Dataset entries:
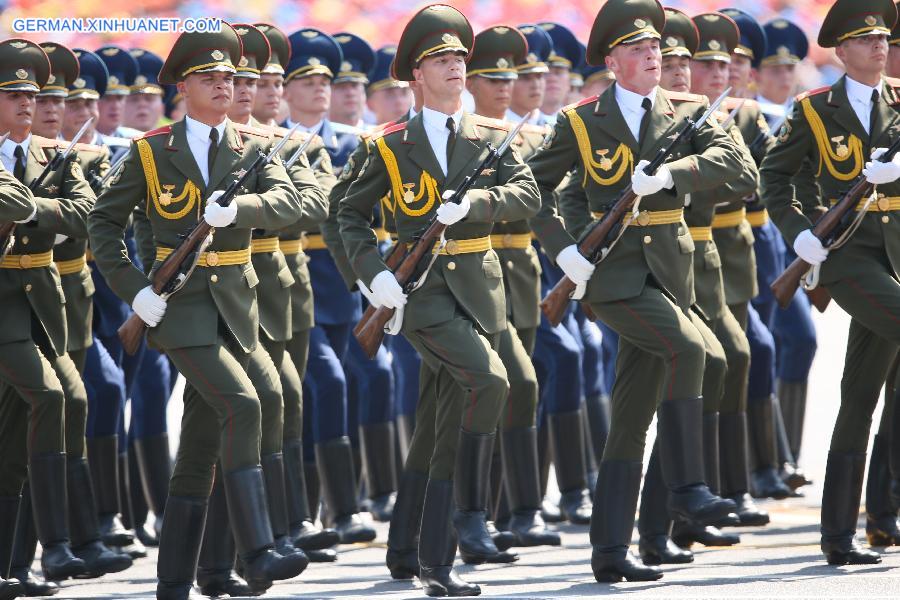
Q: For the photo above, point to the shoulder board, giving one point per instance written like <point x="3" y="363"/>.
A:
<point x="814" y="92"/>
<point x="684" y="97"/>
<point x="492" y="123"/>
<point x="588" y="100"/>
<point x="164" y="130"/>
<point x="388" y="131"/>
<point x="247" y="129"/>
<point x="89" y="148"/>
<point x="732" y="103"/>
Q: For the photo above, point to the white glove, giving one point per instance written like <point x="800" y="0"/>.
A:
<point x="388" y="291"/>
<point x="576" y="267"/>
<point x="149" y="306"/>
<point x="645" y="185"/>
<point x="809" y="248"/>
<point x="877" y="172"/>
<point x="370" y="296"/>
<point x="451" y="212"/>
<point x="219" y="216"/>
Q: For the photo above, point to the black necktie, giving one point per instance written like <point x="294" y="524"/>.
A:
<point x="213" y="150"/>
<point x="645" y="120"/>
<point x="19" y="168"/>
<point x="873" y="116"/>
<point x="451" y="139"/>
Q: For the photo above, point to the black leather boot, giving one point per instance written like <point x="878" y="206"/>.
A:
<point x="247" y="509"/>
<point x="735" y="477"/>
<point x="24" y="548"/>
<point x="215" y="568"/>
<point x="567" y="441"/>
<point x="765" y="480"/>
<point x="155" y="468"/>
<point x="273" y="474"/>
<point x="840" y="509"/>
<point x="654" y="524"/>
<point x="377" y="442"/>
<point x="881" y="518"/>
<point x="402" y="557"/>
<point x="103" y="457"/>
<point x="437" y="544"/>
<point x="519" y="452"/>
<point x="304" y="533"/>
<point x="473" y="463"/>
<point x="84" y="527"/>
<point x="179" y="547"/>
<point x="47" y="476"/>
<point x="336" y="472"/>
<point x="612" y="524"/>
<point x="681" y="459"/>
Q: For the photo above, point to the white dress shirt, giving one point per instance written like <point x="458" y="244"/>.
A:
<point x="631" y="106"/>
<point x="198" y="141"/>
<point x="7" y="152"/>
<point x="860" y="96"/>
<point x="436" y="129"/>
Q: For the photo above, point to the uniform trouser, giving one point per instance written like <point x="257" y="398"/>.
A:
<point x="105" y="384"/>
<point x="150" y="396"/>
<point x="730" y="333"/>
<point x="221" y="418"/>
<point x="263" y="374"/>
<point x="650" y="325"/>
<point x="34" y="427"/>
<point x="464" y="385"/>
<point x="520" y="409"/>
<point x="292" y="373"/>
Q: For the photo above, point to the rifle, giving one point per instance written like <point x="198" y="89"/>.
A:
<point x="834" y="228"/>
<point x="371" y="332"/>
<point x="603" y="235"/>
<point x="177" y="268"/>
<point x="393" y="260"/>
<point x="7" y="230"/>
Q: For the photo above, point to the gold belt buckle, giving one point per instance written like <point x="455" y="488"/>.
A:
<point x="643" y="218"/>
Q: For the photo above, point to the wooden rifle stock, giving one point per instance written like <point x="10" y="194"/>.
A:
<point x="827" y="228"/>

The task ::
Write out exactly those lines of the records above that lie from the one with "Q: For the photo above, point to the wooden" through the last line, including both.

Exercise answer ::
Q: For the photo above, point to the wooden rifle stock, giving one point per instance written like <point x="10" y="194"/>.
A:
<point x="827" y="228"/>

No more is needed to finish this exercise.